LCCI tasks CBN on evaluation of hostile export proceeds policy
May 4, 2021618 views0 comments
Onome Amuge
Nigerian industrialists under the auspices of the Lagos Chamber of Commerce and Industry (LCCI) have enjoined the Central Bank of Nigeria (CBN) to reevaluate its policy on repatriation of export proceeds to facilitate exporters’ easy access to proceeds.
Speaking on behalf of local industrialists at the quarterly workshop of Association of Business Editors in Nigeria(ABEN) held recently in Lagos,Muda Yusuf, the director-general, LCCI, called on the apex bank to review its foreign exchange policy on the repatriation of export proceeds so as to boost non-oil export revenues.
According to him, the CBN policy as it stands, has given room for sharp practices and corruption in export documentation processes, with most exporters avoiding filling the Nigerian Export Proceeds Form (NXP), otherwise known as ‘Form NXP’.
The LCCI chief, who spoke on the theme of the workshop: “Strengthening Economic Recovery in a Pandemic through Aggressive Non-Oil Export Drive: Prospects and Challenges.” noted that one of the challenges hindering non-oil export was CBN’s policy that restricts exporters from having free and unfettered access to their export proceeds.
“You get your export proceeds and the CBN will be telling you that this is the exchange rate that they will need to convert your proceeds for you. It’s not fair. You are the owner of your money; you are the one that exported. If they cannot give you your dollar directly, then, they should allow you negotiate the rate at which you sell the dollar rather than impose conversion rates on you,” he charged.

★ ★ ★ ★ ★

> _BRIEF_: Revise the stretch of the export proceeds article from "Speaking on behalf" through "their export proceeds.", putting "dishonest practices" where it says "sharp practices". The material has nothing to do with the export proceeds article.

★ ★ ★ ★ ★

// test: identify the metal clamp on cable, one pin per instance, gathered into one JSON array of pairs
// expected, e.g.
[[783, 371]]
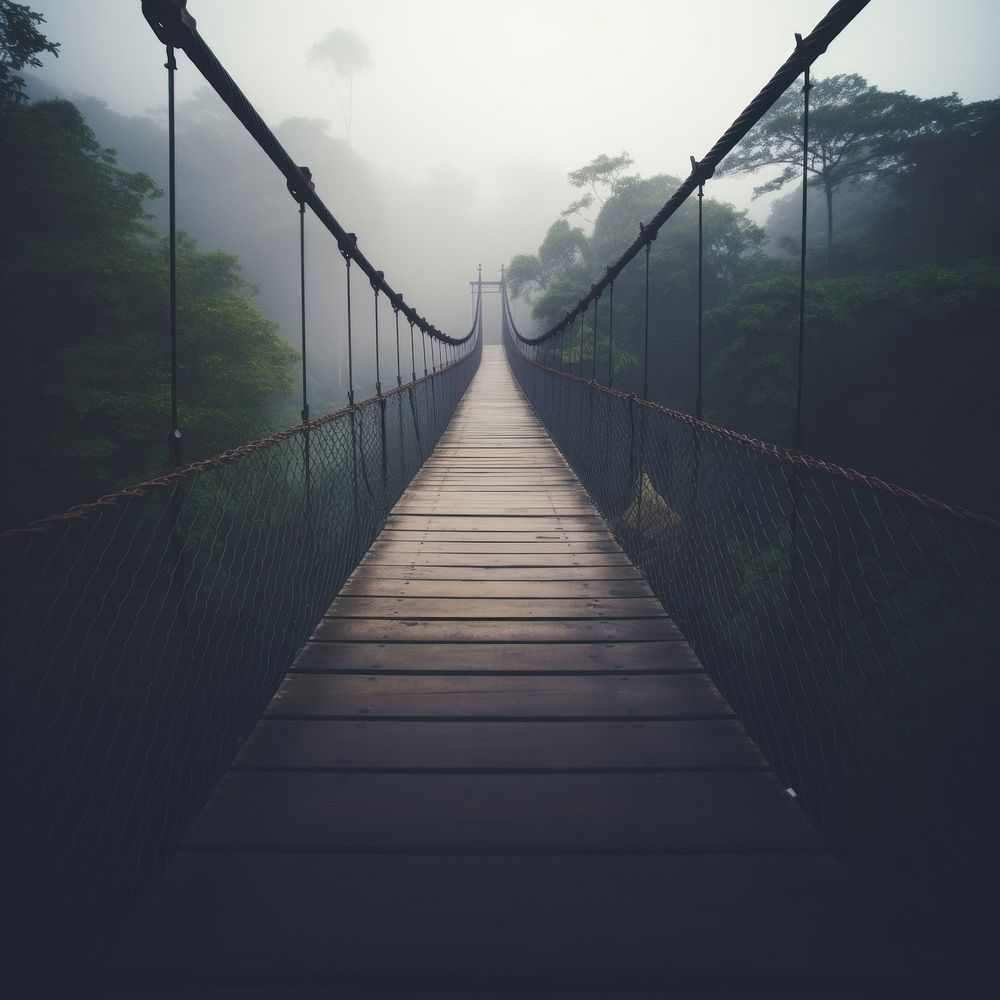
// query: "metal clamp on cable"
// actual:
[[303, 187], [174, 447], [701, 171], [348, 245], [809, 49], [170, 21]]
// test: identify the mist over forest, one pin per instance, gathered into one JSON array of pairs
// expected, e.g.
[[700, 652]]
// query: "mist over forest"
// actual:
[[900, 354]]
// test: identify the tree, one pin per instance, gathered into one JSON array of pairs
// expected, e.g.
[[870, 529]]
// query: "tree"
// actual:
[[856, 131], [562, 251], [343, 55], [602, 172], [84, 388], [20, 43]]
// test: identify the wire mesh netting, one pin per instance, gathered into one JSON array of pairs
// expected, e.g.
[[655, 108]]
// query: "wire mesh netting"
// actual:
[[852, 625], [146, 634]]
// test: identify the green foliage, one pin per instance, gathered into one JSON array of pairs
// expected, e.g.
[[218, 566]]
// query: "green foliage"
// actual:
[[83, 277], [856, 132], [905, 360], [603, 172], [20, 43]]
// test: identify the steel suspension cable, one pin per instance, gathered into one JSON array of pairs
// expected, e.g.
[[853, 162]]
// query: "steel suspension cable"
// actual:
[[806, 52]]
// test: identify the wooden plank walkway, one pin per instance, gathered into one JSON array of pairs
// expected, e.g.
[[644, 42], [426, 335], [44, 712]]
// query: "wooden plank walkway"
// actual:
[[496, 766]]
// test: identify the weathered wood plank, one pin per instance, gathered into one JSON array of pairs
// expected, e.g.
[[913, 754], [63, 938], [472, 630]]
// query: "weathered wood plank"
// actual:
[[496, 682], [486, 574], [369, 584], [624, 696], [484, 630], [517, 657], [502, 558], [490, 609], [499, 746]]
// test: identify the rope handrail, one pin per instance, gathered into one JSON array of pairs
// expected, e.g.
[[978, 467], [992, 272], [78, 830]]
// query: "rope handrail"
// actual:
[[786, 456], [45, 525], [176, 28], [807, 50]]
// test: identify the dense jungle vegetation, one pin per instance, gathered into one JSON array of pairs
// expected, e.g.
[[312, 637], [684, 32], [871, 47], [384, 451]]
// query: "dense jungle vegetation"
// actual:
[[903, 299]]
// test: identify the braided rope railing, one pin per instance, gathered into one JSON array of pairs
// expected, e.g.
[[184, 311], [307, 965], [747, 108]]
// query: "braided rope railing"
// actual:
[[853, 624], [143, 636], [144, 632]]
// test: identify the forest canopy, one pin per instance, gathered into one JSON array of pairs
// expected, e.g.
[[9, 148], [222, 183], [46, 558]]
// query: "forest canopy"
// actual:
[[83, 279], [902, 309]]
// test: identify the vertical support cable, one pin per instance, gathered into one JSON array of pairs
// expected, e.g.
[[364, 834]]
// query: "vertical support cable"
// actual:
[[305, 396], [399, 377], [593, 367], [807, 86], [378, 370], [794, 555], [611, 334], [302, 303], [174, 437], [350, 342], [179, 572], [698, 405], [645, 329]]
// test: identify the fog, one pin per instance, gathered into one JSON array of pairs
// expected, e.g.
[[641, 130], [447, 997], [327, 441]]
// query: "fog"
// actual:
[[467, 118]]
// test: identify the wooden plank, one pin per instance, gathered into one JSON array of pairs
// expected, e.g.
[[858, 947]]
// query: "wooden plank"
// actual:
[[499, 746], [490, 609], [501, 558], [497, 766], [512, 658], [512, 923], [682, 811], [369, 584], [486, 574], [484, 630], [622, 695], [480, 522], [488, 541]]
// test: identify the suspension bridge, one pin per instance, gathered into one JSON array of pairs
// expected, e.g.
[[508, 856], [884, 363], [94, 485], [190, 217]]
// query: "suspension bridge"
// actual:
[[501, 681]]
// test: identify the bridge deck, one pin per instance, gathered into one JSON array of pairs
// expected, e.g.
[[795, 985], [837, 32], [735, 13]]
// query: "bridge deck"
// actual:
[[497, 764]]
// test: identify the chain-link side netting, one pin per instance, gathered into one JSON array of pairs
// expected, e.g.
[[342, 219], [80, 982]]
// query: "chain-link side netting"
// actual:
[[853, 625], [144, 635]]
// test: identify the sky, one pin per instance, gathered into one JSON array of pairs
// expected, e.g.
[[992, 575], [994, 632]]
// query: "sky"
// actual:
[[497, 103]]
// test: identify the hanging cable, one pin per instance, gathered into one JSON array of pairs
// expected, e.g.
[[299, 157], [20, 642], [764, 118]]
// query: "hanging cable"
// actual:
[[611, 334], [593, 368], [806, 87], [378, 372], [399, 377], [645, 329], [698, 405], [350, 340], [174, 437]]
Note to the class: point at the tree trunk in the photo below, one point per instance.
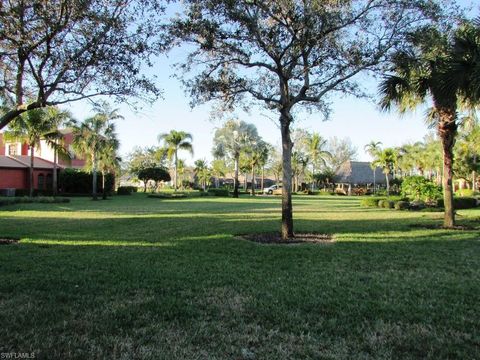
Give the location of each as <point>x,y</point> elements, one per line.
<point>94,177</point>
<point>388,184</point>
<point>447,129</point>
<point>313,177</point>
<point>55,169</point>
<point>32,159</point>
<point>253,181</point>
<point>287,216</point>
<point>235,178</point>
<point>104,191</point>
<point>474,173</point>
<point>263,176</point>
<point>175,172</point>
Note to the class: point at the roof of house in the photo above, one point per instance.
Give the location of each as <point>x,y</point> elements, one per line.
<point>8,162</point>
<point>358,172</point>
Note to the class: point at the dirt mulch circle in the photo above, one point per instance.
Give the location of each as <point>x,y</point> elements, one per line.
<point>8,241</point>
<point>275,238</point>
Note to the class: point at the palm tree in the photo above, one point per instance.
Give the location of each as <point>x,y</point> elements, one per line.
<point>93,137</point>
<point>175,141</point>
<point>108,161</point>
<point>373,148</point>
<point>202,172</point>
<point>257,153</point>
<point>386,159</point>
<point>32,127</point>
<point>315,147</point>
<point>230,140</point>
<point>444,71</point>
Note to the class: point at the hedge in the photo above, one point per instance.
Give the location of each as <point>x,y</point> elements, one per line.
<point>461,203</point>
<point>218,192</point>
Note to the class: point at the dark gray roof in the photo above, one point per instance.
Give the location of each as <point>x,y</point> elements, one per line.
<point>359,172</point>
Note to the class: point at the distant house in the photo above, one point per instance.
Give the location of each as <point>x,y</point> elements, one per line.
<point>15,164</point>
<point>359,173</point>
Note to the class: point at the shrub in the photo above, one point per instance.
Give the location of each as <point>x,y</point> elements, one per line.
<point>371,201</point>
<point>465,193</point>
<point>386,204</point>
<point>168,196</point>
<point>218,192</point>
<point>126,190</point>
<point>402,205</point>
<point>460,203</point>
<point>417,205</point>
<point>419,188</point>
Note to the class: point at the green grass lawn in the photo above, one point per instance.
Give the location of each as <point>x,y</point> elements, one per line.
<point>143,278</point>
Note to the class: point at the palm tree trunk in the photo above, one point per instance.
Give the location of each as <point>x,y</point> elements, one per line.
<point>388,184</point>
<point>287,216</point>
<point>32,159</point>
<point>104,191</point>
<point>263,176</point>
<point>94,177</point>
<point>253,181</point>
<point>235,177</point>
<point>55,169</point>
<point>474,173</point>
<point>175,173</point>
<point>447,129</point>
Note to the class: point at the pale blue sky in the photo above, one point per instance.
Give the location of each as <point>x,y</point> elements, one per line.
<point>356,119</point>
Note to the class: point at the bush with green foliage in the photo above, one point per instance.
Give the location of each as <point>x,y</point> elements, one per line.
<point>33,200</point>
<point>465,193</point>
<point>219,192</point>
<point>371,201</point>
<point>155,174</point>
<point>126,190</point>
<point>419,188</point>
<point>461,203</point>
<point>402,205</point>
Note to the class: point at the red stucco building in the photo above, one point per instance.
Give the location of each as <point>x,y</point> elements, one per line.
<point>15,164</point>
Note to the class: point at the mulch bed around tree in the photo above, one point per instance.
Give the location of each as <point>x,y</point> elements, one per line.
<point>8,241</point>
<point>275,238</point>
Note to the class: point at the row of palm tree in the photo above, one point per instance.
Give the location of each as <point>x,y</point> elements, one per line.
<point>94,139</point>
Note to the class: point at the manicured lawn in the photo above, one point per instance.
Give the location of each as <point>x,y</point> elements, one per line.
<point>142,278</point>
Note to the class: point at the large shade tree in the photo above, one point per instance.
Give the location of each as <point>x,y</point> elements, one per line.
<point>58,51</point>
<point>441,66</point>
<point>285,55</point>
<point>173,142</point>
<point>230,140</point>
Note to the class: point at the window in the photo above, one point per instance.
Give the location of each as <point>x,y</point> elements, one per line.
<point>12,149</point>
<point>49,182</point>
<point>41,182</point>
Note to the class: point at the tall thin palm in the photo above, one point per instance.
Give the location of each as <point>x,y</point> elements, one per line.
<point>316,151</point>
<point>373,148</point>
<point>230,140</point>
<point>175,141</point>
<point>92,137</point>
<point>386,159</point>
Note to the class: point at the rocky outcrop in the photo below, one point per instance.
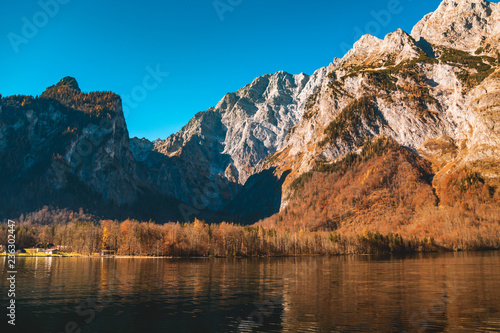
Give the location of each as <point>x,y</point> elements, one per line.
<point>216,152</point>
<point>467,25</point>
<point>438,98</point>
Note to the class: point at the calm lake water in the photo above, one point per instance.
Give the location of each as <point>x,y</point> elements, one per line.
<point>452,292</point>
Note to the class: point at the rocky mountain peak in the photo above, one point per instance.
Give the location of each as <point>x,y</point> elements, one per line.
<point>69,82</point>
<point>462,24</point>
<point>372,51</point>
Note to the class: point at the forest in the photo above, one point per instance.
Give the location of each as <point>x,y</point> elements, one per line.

★ ★ ★ ★ ★

> _SOLUTION FOR THIS EXERCISE_:
Speaking on behalf of local industrialists at the quarterly workshop of Association of Business Editors in Nigeria(ABEN) held recently in Lagos,Muda Yusuf, the director-general, LCCI, called on the apex bank to review its foreign exchange policy on the repatriation of export proceeds so as to boost non-oil export revenues.
According to him, the CBN policy as it stands, has given room for dishonest practices and corruption in export documentation processes, with most exporters avoiding filling the Nigerian Export Proceeds Form (NXP), otherwise known as ‘Form NXP’.
The LCCI chief, who spoke on the theme of the workshop: “Strengthening Economic Recovery in a Pandemic through Aggressive Non-Oil Export Drive: Prospects and Challenges.” noted that one of the challenges hindering non-oil export was CBN’s policy that restricts exporters from having free and unfettered access to their export proceeds.